# Available data:
┌────────
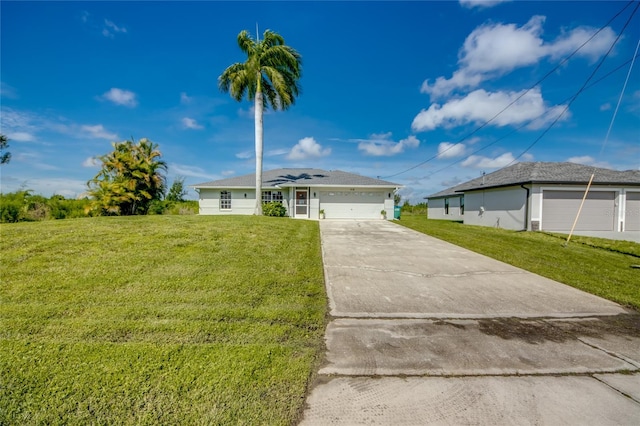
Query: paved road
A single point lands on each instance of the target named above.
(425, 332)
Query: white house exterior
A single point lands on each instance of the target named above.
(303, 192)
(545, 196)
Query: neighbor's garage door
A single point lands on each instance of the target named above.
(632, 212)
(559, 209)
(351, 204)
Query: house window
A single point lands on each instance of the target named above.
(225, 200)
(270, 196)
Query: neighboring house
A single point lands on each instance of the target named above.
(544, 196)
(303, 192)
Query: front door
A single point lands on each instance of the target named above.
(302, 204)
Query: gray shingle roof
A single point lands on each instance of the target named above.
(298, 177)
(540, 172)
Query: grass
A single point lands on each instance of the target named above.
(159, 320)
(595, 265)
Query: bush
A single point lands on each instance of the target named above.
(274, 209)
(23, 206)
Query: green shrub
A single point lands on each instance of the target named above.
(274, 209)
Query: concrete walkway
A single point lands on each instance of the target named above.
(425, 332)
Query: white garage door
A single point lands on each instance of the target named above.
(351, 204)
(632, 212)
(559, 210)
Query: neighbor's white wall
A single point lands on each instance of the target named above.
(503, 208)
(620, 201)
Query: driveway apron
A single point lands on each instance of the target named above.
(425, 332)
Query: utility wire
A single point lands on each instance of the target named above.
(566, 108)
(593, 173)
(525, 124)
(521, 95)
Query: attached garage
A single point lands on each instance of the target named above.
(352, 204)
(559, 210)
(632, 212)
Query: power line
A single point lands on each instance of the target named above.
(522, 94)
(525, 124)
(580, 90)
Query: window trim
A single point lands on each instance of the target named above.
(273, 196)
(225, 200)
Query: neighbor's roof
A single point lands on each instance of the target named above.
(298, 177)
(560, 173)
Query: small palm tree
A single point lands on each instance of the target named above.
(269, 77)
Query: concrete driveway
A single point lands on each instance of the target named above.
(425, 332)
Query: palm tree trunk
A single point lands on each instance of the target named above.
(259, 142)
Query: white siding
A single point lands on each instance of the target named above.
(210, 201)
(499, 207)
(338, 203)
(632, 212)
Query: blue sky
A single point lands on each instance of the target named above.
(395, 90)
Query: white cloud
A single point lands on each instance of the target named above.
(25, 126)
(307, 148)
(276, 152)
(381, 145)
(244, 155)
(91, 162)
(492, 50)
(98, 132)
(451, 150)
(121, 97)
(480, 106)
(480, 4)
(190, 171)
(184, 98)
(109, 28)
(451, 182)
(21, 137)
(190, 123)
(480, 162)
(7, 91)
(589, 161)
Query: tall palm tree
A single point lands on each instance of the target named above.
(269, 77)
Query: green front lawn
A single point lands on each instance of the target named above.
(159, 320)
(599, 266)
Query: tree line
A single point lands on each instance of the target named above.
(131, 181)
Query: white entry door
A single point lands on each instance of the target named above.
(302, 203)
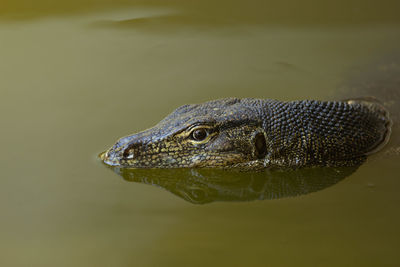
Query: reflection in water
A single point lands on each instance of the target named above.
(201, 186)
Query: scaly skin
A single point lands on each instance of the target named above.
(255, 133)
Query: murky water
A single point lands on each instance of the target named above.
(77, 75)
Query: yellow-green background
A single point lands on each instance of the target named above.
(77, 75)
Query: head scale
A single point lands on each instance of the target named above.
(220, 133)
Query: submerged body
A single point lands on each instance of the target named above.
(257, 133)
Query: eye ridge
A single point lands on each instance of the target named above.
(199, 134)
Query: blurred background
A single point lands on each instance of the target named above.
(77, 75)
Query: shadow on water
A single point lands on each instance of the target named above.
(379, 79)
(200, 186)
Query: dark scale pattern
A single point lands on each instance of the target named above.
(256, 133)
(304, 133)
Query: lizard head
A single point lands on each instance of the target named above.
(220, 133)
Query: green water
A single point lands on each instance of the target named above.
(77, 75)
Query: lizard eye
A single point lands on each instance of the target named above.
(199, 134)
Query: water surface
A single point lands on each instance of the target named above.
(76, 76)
└────────
# Exercise instructions:
A faithful copy of all the entries is required, pictures excluded.

# Written response:
Query: paved road
A single point lands on each instance of the target named above.
(425, 332)
Query: white house exterior
A single point lands on each instance of the target named above.
(303, 192)
(545, 196)
Query: neighbor's garage door
A single point lands on each instance of the target named above.
(632, 212)
(559, 209)
(351, 204)
Query: house window
A single point lands on each instance of the target named above.
(225, 200)
(270, 196)
Query: neighboring house
A single point lands on each instance of the target named above.
(544, 196)
(303, 192)
Query: front door
A single point lands on each instance of the target named above.
(302, 204)
Query: gray shingle roof
A single point lands on each instance of the target named above.
(298, 177)
(540, 172)
Query: grass
A single point lands on each instance of the target named above.
(159, 320)
(595, 265)
Query: bush
A single point lands on each instance of the target named above.
(274, 209)
(23, 206)
Query: green shrub
A single point lands on each instance of the target named above.
(274, 209)
Query: concrete walkway
A single point lands on each instance of the target named above.
(425, 332)
Query: white garage door
A single point lands on each instance of the target named above.
(351, 204)
(632, 212)
(559, 210)
Query: neighbor's white wall
A single point lands on each instance of the target named above.
(503, 208)
(620, 201)
Query: driveway apron
A single point lands on each instance of the target named above.
(425, 332)
Query: utility wire
A single point lands on each instance of the target named above.
(566, 108)
(593, 173)
(525, 124)
(521, 95)
Query: attached garage
A single point lands on each instance of the target named above.
(352, 204)
(559, 210)
(632, 212)
Query: power line
A single point lands on each instance of the target named above.
(522, 94)
(525, 124)
(580, 90)
Query: window trim
A single point lands on each instance of the target named above.
(273, 196)
(225, 200)
Query: neighbor's roof
A single point lands on each instance of the target named above.
(298, 177)
(560, 173)
Query: small palm tree
A single point lands on each instance of the target named above.
(269, 77)
Query: concrete driveway
A single point lands on each instance of the target named above.
(425, 332)
Query: palm tree trunk
A single point lands on each instance of the target named above.
(259, 142)
Query: white siding
A single point lands on each instance of the target named above.
(210, 201)
(499, 207)
(338, 203)
(632, 212)
Query: blue sky
A single point lands on each instance of the target named above.
(395, 90)
Query: white cloud
A single point lands on each instance of the target named above.
(25, 126)
(307, 148)
(276, 152)
(381, 145)
(244, 155)
(91, 162)
(492, 50)
(98, 132)
(451, 150)
(121, 97)
(480, 106)
(480, 4)
(190, 171)
(184, 98)
(109, 28)
(451, 182)
(21, 137)
(190, 123)
(480, 162)
(7, 91)
(589, 161)
Query: tall palm tree
A single point lands on each instance of the target named above.
(269, 77)
Query: green front lawn
A single point lands on each instance of the target named above.
(159, 320)
(599, 266)
Query: tree line
A single point lands on each instance of the target named above.
(131, 181)
Query: white entry door
A single point lands on each instance of the target named above.
(302, 203)
Query: reflection in water
A single point lands on each instance of the target named above.
(201, 186)
Query: scaly skin
A single point lands on each instance of the target named above.
(255, 133)
Query: murky water
A single point lands on each instance of the target named above.
(77, 75)
Query: yellow-green background
A single point lands on each instance of the target named above.
(77, 75)
Query: head scale
A single point lands on each instance of the target named above.
(220, 133)
Query: submerged body
A single point lands on each instance of the target named above.
(257, 133)
Query: eye ridge
A single point lands on each instance of the target named above.
(199, 134)
Query: blurred background
A single point lands on each instance of the target named above.
(77, 75)
Query: shadow on water
A single point lands on each instance of the target named above.
(379, 79)
(200, 186)
Query: dark scale pattern
A single point lands on each instance of the target named above.
(256, 133)
(304, 133)
Query: lizard head
A single point lands on each instance of the target named above.
(220, 133)
Query: green water
A single point lands on each instance of the target named above.
(77, 75)
Query: lizard eye
A single point lands on each instance of the target named above.
(199, 134)
Query: water surface
A single point lands on each instance of the target named above.
(76, 76)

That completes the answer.